:: WRITTEN TASK ::
Copy out each of the records below word for word, leaving nothing out and changing nothing.

:: SUPPLIED MATERIAL ::
☆ ☆ ☆ ☆

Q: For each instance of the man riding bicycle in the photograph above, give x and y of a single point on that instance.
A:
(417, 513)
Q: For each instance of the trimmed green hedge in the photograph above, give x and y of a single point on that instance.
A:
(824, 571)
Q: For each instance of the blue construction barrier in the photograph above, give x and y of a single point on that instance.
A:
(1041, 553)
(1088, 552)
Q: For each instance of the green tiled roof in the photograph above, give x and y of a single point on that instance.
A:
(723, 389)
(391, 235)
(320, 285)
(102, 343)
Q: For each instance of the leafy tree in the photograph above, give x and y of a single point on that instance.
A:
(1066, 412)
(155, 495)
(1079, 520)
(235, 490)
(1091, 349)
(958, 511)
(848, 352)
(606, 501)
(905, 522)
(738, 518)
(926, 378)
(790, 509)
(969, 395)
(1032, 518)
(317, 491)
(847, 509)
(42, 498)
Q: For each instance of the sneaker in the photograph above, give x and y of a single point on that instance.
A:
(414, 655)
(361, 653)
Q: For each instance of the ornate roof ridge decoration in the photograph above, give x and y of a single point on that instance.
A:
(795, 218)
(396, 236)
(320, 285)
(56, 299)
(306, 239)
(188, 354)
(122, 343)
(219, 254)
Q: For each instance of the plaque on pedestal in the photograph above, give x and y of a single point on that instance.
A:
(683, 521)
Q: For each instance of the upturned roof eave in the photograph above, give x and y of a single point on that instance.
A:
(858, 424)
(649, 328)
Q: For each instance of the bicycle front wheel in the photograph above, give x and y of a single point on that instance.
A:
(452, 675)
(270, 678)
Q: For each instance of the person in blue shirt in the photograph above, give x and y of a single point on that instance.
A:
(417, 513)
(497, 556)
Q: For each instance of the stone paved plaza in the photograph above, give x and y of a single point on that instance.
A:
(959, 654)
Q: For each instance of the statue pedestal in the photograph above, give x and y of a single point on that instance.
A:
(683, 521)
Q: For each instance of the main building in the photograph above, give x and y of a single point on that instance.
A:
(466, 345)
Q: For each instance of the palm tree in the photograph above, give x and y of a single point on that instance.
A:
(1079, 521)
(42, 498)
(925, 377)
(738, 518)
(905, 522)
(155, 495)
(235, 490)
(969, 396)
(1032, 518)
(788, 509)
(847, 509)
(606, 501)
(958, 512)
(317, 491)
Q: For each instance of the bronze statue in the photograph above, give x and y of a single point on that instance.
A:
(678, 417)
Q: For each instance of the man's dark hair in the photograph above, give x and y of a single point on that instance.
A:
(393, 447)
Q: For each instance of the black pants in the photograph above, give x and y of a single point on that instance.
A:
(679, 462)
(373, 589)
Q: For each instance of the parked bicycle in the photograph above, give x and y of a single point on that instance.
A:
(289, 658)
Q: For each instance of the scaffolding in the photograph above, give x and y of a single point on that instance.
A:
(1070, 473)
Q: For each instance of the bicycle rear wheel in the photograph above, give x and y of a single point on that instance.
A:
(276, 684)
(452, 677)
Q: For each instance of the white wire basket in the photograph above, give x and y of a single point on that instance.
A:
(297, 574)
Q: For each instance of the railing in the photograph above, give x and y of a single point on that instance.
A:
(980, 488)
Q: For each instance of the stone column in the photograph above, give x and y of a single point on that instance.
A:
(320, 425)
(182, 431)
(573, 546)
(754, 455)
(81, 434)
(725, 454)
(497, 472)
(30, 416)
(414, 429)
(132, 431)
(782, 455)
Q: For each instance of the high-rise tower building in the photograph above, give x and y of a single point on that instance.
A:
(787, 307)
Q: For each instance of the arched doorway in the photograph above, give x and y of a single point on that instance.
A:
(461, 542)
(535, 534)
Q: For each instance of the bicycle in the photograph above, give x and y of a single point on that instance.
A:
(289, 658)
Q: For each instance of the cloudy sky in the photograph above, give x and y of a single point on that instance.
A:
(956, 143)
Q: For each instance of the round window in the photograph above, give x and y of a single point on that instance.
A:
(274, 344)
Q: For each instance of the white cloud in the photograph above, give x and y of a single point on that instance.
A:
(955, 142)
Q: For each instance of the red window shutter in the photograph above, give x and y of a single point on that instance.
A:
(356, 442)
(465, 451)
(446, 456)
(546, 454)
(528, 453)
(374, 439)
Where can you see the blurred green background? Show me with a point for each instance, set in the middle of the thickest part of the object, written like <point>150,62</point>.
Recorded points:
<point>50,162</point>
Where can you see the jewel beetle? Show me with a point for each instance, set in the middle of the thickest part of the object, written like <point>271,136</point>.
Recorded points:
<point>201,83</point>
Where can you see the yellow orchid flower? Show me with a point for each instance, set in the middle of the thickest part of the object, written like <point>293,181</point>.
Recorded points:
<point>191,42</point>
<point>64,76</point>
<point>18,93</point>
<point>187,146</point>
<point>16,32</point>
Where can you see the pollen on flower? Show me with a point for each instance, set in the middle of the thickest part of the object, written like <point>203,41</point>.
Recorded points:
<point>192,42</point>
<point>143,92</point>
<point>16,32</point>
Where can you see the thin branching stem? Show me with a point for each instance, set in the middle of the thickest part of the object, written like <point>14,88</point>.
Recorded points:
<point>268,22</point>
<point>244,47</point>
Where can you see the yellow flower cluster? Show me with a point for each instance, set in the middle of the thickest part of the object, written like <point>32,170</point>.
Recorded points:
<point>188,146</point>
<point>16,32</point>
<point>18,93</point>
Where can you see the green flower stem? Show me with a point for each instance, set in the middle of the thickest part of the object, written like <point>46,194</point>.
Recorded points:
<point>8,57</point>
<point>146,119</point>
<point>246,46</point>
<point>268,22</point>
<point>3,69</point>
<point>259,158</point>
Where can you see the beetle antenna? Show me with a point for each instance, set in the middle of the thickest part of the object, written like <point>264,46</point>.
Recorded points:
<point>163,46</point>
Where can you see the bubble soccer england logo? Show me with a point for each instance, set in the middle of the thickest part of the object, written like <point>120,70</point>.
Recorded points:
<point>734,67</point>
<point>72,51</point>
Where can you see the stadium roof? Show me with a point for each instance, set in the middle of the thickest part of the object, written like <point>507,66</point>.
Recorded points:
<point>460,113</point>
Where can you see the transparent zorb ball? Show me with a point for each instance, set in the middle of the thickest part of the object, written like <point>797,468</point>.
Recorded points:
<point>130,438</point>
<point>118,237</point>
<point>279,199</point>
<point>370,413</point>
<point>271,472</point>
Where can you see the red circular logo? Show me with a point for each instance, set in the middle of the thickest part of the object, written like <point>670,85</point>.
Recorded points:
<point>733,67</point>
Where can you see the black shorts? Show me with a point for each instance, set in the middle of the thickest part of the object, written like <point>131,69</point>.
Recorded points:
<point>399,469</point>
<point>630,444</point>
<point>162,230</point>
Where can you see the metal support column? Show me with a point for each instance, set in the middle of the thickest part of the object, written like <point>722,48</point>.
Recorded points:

☆ ☆ ☆ ☆

:: WORKED SOLUTION ::
Q: For each instance of the man riding bicycle in the photograph above, give x and y of a single point on that instance.
A:
(417, 513)
Q: For each instance of the trimmed green hedge in the photograph above, give x and y of a single point on that instance.
A:
(824, 571)
Q: For each instance of the blue construction barrier in the photograph above, give x and y of a single point on that instance.
A:
(1041, 553)
(1088, 552)
Q: For each instance of the green tiled roof in the photograph above, give x and y of a single point on that instance.
A:
(723, 389)
(391, 235)
(320, 285)
(102, 343)
Q: For each instance of the leafy tree in the photograph above, give x and y of a single point on that instance.
A:
(1066, 412)
(155, 495)
(1079, 520)
(235, 490)
(1091, 349)
(958, 511)
(848, 352)
(606, 501)
(905, 522)
(738, 518)
(926, 378)
(790, 509)
(969, 395)
(1032, 518)
(317, 491)
(847, 509)
(42, 498)
Q: For each instance of the sneaker in the photograph above, give x and y of a single point on that instance.
A:
(414, 655)
(361, 653)
Q: For each instance of the ornate roof ridge decoration in the photograph above, give x and y of a single point on that instance.
A:
(795, 218)
(396, 236)
(320, 285)
(56, 299)
(306, 239)
(188, 354)
(122, 343)
(219, 254)
Q: For each instance of the plaque on pedestal in the photograph above, give x and y of a single point on that instance.
A:
(683, 521)
Q: For each instance of the upturned roof eave in the photograph above, give x and y of a single point on that instance.
A:
(858, 424)
(649, 328)
Q: For each instance of the bicycle front wheel in the photograph above, give x and y of a single point on that instance.
A:
(452, 675)
(270, 678)
Q: For each instance of the person in blue shirt in the photograph above, give x and y of a single point on that instance.
A:
(417, 513)
(497, 556)
Q: For each instance of the stone paved plaza in the photograph above, give x and y of a single point on that instance.
A:
(959, 654)
Q: For each instance of the statue pedestal in the photograph above, give x and y of a single point on that instance.
A:
(683, 521)
Q: For each instance of the main building in the photograph above, give x and y of a single point on that instance.
A:
(466, 345)
Q: For each instance of the palm tree in the photograph above, give x and y of a single point on that instance.
A:
(1079, 521)
(42, 498)
(925, 377)
(738, 518)
(905, 522)
(155, 495)
(235, 490)
(969, 396)
(1032, 518)
(788, 509)
(847, 509)
(606, 501)
(958, 512)
(317, 491)
Q: For each instance of the bronze statue in the photograph above, give x and y of a single point on that instance.
A:
(678, 417)
Q: For each instance of the man's dark hair in the photograph above, give x and y of a single point on that instance.
A:
(393, 447)
Q: For each instance of the black pants in the photograph above, give x and y of a single point on that instance.
A:
(679, 462)
(373, 589)
Q: For each instance of the parked bicycle in the photograph above, give x and y of a single point on that instance.
A:
(289, 658)
Q: For each instance of the scaffolding in the photograph above, give x and y of a single point on that instance.
A:
(1070, 473)
Q: For each instance of the bicycle rear wheel in the photograph above, give x and y of a single point on that instance.
A:
(276, 684)
(452, 677)
Q: For each instance of the white wire basket in the photograph above, give x and y of a single point on that instance.
A:
(297, 574)
Q: For each instance of the railing in the photograph above, give x and y of a single point on that instance.
A:
(980, 488)
Q: For each instance of the stone column in the photograph above, give x and y of a single point on that instance.
A:
(320, 425)
(182, 431)
(573, 546)
(754, 455)
(81, 434)
(725, 454)
(497, 472)
(30, 416)
(414, 429)
(132, 431)
(782, 455)
Q: For each instance of the high-rise tower building in the photograph above, give x and y of a single point on that instance.
A:
(787, 307)
Q: For each instance of the arched doorway in the photograph above, give x and y of a single point on that instance.
A:
(461, 542)
(535, 534)
Q: For each instance of the bicycle in the photograph above, give x and y of a single point on that instance.
A:
(289, 658)
Q: For each instance of the cloudy sky in the photograph above, give x and y of a single point on that instance.
A:
(956, 143)
Q: For each instance of the round window in the photograph above, give x and y of a single point on that instance.
A:
(274, 344)
Q: For each instance of the white cloud in the photograph above, give x and y of a single point on that instance.
A:
(955, 142)
Q: For each instance of the red window shutter in the photograph above, give x and y of a single point on that instance.
A:
(356, 442)
(465, 451)
(446, 456)
(546, 454)
(528, 453)
(374, 439)
Where can you see the blurred green background? Show me with a point for each instance, set in the middle of the thickest part of the object, written like <point>150,62</point>.
Recorded points:
<point>50,162</point>
Where can you see the jewel beetle? Show me with a point for each instance, set in the middle of the thickest part of the object, written like <point>271,136</point>.
Recorded points:
<point>201,83</point>
Where can you see the yellow orchid flower? Show me with a point for each instance, set in the middle of the thickest part of the object, written like <point>293,181</point>.
Recorded points:
<point>191,42</point>
<point>64,76</point>
<point>18,93</point>
<point>187,146</point>
<point>16,32</point>
Where can you see the pollen on flower? Show me with a point for each instance, set in the middle of the thickest part of the object, written like <point>203,41</point>.
Recorded points:
<point>192,42</point>
<point>143,92</point>
<point>16,32</point>
Where can you see the thin branching stem? Show me with a point for each instance, set in the middle of the thickest part of the object, written like <point>14,88</point>.
Recorded points:
<point>268,22</point>
<point>244,47</point>
Where can you see the yellow flower cluster? Show me with a point for each instance, set in the middle of the thickest part of the object, written like <point>32,170</point>.
Recorded points:
<point>188,146</point>
<point>16,32</point>
<point>18,93</point>
Where can you see the green flower stem? Show me with a point for each instance, set in the middle of the thickest part of the object, written like <point>46,194</point>.
Recorded points:
<point>8,57</point>
<point>146,119</point>
<point>246,46</point>
<point>268,22</point>
<point>3,69</point>
<point>259,158</point>
Where can you see the beetle antenna? Show me with a point for each instance, set in the middle of the thickest part of the object, written like <point>264,46</point>.
Recorded points:
<point>163,46</point>
Where can you see the bubble soccer england logo? Show me with a point for each instance, set in the middle of the thickest part of the object, written like <point>120,70</point>.
Recorded points:
<point>734,67</point>
<point>72,51</point>
Where can you see the stadium roof? Show me with a point for each instance, set in the middle of the thickest part of the object, written like <point>507,66</point>.
Recorded points:
<point>460,113</point>
Where can you see the transparent zorb ball? Show me with a point for each instance, set in the middle of the thickest part of the object, written like <point>797,468</point>.
Recorded points:
<point>130,438</point>
<point>118,237</point>
<point>279,199</point>
<point>370,413</point>
<point>271,472</point>
Where can you see the red circular logo? Show me with a point for each instance, set in the middle of the thickest part of the object, written like <point>670,85</point>.
Recorded points:
<point>733,67</point>
Where can you see the black shorts? Show me with a point for each instance, set in the middle of the thickest part of the object, written like <point>131,69</point>.
Recorded points:
<point>399,469</point>
<point>630,444</point>
<point>162,230</point>
Where can you see the metal support column? Show me with a point for each instance, set in the middle of the thickest part of the object, written like <point>722,48</point>.
Recorded points:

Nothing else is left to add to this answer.